▶ [Source passage]
* Begin *

FIGS. 30-33 show a dispensing container 201 which has an elongate frame 209 with a first end 211 and a second end 213. Elongate frame 209 comprises a number of walls 215. The periphery of walls 215 has a polygonal, in particular square cross-section. As in the case of dispensing container 201 of FIGS. 14-23, the cross-sectional dimensions of dispensing container 201 are such that a hand of the user can grip round dispensing container 201. FIGS. 30-33 show that dispensing container 201 is provided close to the first end 211 of frame 209 with an operating element 217 with a circular outer periphery 219. Shown in FIGS. 30-33 is that holes 221 are arranged in walls 215 of frame 209 close to first end 211 thereof. The cross-sectional dimensions of the inner periphery of walls 215 of frame 209, of outer periphery 219 of operating element 217 and of the holes 221 in walls 215 are such that a part of operating element 217 can be positioned in the space enclosed by walls 215 such that the centre 223 of operating element 217 is positioned in the space enclosed by walls 215 and the outer periphery 219 of operating element 217 protrudes from holes 221 at the position of holes 221. Just as in the case of dispensing container 101 as shown in FIGS. 14-23, the portion of operating element 217 protruding from holes 221 can be operated by the user using the fingers of the hand.
Operating element 217 is part of a reservoir 225. Reservoir 225 also has a foldable wall 227 with a first end 229 and a second end 231.
Foldable wall 227 is connected at the first end 229 thereof to frame 209 close to the first end of frame 211 for rotation around a longitudinal axis 233 of frame 29 by means of operating element 217. As shown in FIG. 30, operating element 217 is annular and has an inner periphery 235. Reservoir 225 also has a clamping body 237 with an outer periphery 239. Inner periphery 235 of operating element 217 and outer periphery 239 of clamping body 237 are embodied, both being polygonal and having dimensions, such that foldable wall 227 can be clamped at first end 229 thereof between inner periphery 235 of operating element 217 and outer periphery 219 of clamping body 237. A positioning edge 238 protruding outward in radial direction relative to longitudinal axis 233 of frame 209 is arranged on the clamping body. This positioning edge 238 prevents clamping body 237 being placed too far into operating element 217 during assembly, and further contributes toward clamping of the foldable wall between operating element 217 and clamping body 237.
Foldable wall 227 is connected non-rotatably at second end 231 thereof to frame 209 by means of a guide element 241 displaceable along frame 209 in the direction A of first end 229 of foldable wall 227. In the shown embodiment guide element 241 has a Z-shape in top view. Guide element 241 also has relatively high side walls and supports particularly well against two of the walls 215, so avoiding loss of alignment of guide element 241.
The operating principle of dispensing container 201 is the same as the operating principle of dispensing container 1 as shown in FIGS. 4-6. Frame 209 can also be formed from a blank as shown in FIG. 7. Guide elements 41 of FIGS. 1-6 and 8-10 are an alternative to the guide element 241 as applied in FIG. 30.
Just as dispensing container 101 of FIGS. 14-23, dispensing container 201 is provided with a rotation blocking mechanism wherein, just as in the case of dispensing container 101 of FIGS. 14-23, it is not only possible to dispense by means of rotating operating element 217 relative to frame 215 but it is also possible to open or close the dispensing opening 207. Dispensing container 201 is provided for this purpose with an alternative rotation blocking mechanism.

* End *

Bounding-box data
* Begin *

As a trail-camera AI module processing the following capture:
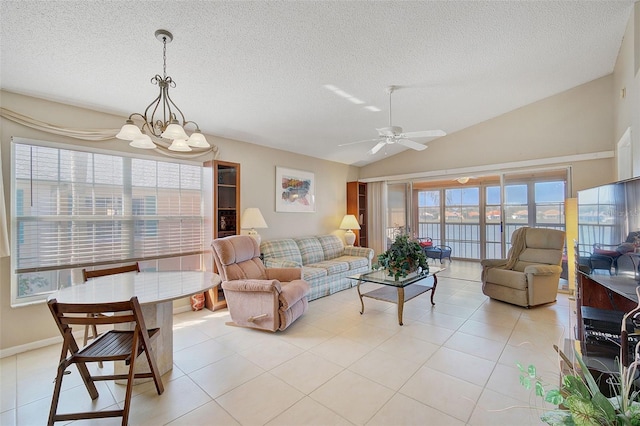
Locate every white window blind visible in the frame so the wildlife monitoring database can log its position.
[12,143,204,298]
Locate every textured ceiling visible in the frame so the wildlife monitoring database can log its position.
[0,0,634,165]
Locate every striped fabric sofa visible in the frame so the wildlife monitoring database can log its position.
[260,235,373,301]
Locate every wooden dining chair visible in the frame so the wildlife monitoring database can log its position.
[48,297,164,426]
[82,262,140,348]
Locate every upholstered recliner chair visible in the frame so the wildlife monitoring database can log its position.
[211,235,309,331]
[481,227,565,308]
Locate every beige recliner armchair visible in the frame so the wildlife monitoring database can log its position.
[481,227,565,308]
[211,235,309,331]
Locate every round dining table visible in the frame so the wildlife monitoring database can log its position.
[49,271,221,374]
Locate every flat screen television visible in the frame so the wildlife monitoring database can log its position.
[578,178,640,278]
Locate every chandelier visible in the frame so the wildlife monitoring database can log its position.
[116,30,210,151]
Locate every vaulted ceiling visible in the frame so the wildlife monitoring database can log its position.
[0,0,634,165]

* End *

▶ [Given instruction]
Can you go on with the dispensing container passage, writing what follows its final sentence?

▶ [Expected answer]
Dispensing container 201 as shown in FIGS. 30-33 is provided with a first blocking element 271 arranged on frame 209 and having an inner periphery 273 which encloses a space. Groove-like guides are formed on inner periphery 273 by means of a number of inward protruding blocking ribs 275. Dispensing container 201 is also provided with a second blocking element 277 having on an outer periphery 279 thereof a number of outward protruding blocking ribs 281 which can be placed into engagement with the groove-like guides of first blocking element 271 so that the second blocking element is arranged in the space enclosed by first blocking element 271 such that a rotation of first blocking element 271 relative to second blocking element 277 around longitudinal axis 233 of frame 209 is blocked, and a translation of first blocking element 271 relative to second blocking element 277 along longitudinal axis 233 of frame 209 in the direction of arrows E and G is free.
Second blocking element 277 is arranged on reservoir 225 by means of a screw connection. The screw connection is embodied by means of a multi-start screw thread wherein each of the screw thread windings is a guide groove 291 arranged on inner periphery 289 of second blocking element 277. A guide element 293 arranged on an outer periphery 295 of clamping body 237 protrudes in each case in guide grooves 291. The screw connection is embodied such that, by means of a rotation of reservoir 225 around longitudinal axis 233 of frame 209 relative to second blocking element 277 by means of operating element 217, second blocking element 277 can be displaced relative to reservoir 225 along longitudinal axis 233 of frame 209 between a closing position and an open position.
FIG. 31 shows second blocking element 277 in the closing position, wherein second blocking element 277 closes the dispensing opening 207 of reservoir 225. Second blocking element 277 is hereby a closing element.
Shown is that, just as in the case of dispensing container 101 as shown in FIG. 15, foldable wall 227 is clamped at the first end 229 thereof between the inner periphery of operating element 217 and the outer periphery of clamping body 237. Also shown is that, just as in the case of dispensing container 101 as shown in FIG. 15, clamping body 237 comprises a displacing body 245 with a number of, in this embodiment one, displacement surfaces 247 running obliquely from first end 229 of foldable wall 227 in the direction of second end 231 of foldable wall 227. As shown in FIG. 31, displacement surface 247 forms at the end remote from foldable wall 227 an opening of a dispensing channel 249 to dispensing opening 207 situated close to first end 211 of frame 209.
A core element 283 is arranged in dispensing channel 249 and dispensing opening 207 such that between the outer periphery of the core element and the inner periphery of dispensing opening 207 and the inner periphery of dispensing channel 249 there is a space which communicates with the inner space enclosed by foldable wall 227 of the reservoir.
Second blocking element 277 has an opening 285 and a sliding wall 287 which encloses opening 285 and extends along the wall 288 which encloses dispensing opening 207. The inner periphery of opening 285 and the outer periphery of core element 283 are embodied such that, in the shown closing position of second blocking element 277, they are in closing contact with each other so that reservoir 225 is closed.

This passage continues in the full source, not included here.